Dataset excerpts:
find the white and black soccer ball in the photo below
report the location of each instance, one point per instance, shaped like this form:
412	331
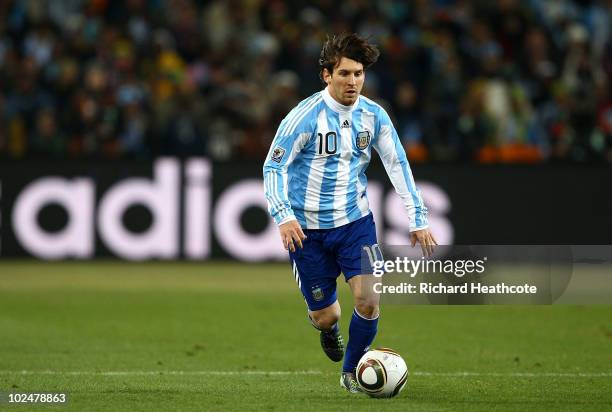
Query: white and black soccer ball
382	373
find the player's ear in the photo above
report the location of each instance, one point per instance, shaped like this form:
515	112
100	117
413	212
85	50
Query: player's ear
326	76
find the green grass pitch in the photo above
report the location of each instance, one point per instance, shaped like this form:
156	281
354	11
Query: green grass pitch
228	336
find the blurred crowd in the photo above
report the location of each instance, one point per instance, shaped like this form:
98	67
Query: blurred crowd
466	81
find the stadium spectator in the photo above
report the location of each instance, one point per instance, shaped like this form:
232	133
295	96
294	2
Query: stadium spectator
506	81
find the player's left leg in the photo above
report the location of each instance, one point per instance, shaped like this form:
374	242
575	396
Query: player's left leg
364	321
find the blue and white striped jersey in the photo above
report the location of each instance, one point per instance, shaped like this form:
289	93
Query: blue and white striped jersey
315	169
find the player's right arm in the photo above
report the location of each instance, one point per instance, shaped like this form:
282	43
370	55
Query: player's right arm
283	150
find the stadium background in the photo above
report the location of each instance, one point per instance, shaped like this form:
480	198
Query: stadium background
136	130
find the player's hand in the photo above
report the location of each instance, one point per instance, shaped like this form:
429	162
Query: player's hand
425	239
291	234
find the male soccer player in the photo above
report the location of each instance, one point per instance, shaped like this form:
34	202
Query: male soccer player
315	185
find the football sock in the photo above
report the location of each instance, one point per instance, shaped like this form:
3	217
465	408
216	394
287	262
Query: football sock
361	334
332	329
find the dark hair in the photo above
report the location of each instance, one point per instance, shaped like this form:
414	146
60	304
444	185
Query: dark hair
349	45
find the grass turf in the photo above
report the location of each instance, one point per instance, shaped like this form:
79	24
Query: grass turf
177	329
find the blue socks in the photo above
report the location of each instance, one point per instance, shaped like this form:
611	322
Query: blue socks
361	335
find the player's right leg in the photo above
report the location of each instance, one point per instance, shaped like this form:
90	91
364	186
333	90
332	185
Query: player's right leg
326	320
315	272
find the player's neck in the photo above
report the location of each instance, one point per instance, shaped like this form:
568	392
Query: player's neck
335	104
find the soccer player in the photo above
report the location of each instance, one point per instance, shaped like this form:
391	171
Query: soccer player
315	185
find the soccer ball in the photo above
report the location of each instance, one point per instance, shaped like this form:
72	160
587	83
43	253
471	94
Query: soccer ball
382	373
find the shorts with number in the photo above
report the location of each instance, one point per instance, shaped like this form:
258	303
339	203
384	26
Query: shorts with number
326	253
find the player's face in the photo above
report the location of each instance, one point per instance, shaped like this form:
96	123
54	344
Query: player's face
346	81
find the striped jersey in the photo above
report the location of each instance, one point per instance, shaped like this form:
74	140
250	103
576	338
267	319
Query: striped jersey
315	169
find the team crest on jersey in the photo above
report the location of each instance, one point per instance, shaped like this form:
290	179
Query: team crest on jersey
277	154
317	294
363	139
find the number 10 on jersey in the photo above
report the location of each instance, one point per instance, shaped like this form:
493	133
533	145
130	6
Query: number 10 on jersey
327	144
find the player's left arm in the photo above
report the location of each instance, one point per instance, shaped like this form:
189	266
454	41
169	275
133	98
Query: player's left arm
386	142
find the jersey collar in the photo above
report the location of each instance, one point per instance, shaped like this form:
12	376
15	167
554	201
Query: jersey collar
338	107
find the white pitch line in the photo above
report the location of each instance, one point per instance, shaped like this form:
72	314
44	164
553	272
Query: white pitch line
285	373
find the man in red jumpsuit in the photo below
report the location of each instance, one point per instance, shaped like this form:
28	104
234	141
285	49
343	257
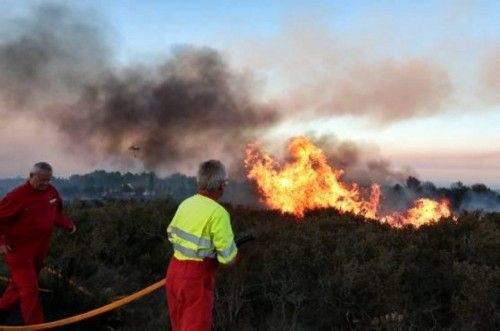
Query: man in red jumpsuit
27	216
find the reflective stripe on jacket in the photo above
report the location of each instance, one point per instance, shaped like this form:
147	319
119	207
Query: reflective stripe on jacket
201	228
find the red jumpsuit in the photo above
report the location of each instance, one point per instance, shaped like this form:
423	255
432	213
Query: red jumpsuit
27	217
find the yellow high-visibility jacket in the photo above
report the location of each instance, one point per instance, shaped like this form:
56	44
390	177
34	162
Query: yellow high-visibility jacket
201	228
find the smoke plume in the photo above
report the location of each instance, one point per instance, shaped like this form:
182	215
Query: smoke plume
330	76
56	64
490	76
361	162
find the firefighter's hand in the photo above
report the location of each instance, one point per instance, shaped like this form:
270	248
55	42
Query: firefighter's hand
4	249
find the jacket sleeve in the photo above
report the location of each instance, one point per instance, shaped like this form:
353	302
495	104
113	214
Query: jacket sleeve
223	238
61	220
10	207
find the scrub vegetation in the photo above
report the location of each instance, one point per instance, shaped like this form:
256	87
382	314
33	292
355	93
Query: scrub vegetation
327	271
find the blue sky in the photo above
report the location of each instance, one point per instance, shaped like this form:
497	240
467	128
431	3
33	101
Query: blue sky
462	138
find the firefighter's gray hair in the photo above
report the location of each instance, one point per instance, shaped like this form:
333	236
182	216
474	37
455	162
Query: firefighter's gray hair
40	167
211	175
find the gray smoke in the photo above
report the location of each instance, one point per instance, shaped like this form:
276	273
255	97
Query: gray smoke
194	106
48	57
361	163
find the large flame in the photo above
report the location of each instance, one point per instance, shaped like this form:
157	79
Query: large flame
308	182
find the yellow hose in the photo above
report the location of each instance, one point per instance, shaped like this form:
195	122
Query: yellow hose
98	311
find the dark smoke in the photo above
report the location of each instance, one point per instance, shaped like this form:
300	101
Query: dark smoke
190	108
48	57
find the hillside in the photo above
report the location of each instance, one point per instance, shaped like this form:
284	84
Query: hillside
327	271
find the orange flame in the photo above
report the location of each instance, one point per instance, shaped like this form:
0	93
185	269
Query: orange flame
308	182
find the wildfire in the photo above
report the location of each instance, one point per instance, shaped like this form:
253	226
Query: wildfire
308	182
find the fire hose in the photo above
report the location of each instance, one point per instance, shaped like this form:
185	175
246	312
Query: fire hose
111	306
91	313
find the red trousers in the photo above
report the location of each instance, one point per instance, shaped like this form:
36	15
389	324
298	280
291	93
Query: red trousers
25	264
190	294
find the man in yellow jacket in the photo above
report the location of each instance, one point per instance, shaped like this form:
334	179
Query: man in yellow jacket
202	237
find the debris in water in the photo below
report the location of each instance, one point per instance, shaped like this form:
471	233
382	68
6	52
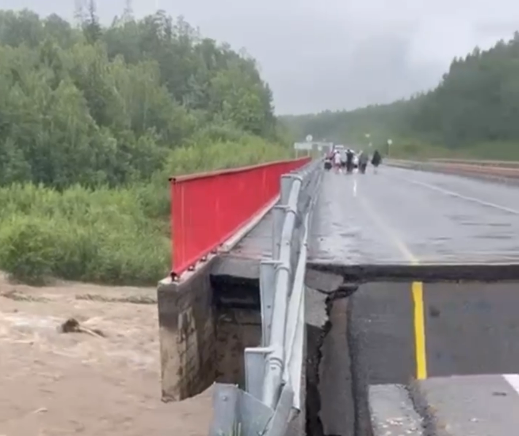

THE PROBLEM: Taking the line with "find the player's neck in the photo above" as the first and the line with "find the player's face in the photo above" as the last, retype that stretch of the data above exactly, with no other lines.

RESPONSE AREA:
find the player's neck in the photo above
report the location of each instance, one point per instance, shaped like this form:
568	392
Query: player's neck
335	104
find the soccer player in the photo above
report the location of each instance, one point per instance, shaped like this form:
391	171
Query: soccer player
315	185
find the soccer ball in the photo above
report the location of each instance, one point per instance, shaped like this form:
72	160
587	83
43	253
471	94
Query: soccer ball
382	373
find the shorts with number in the photo above
report the location of each instance, one point per instance, shaped like this form:
258	303
339	203
384	26
Query: shorts with number
326	253
find the player's face in the photo above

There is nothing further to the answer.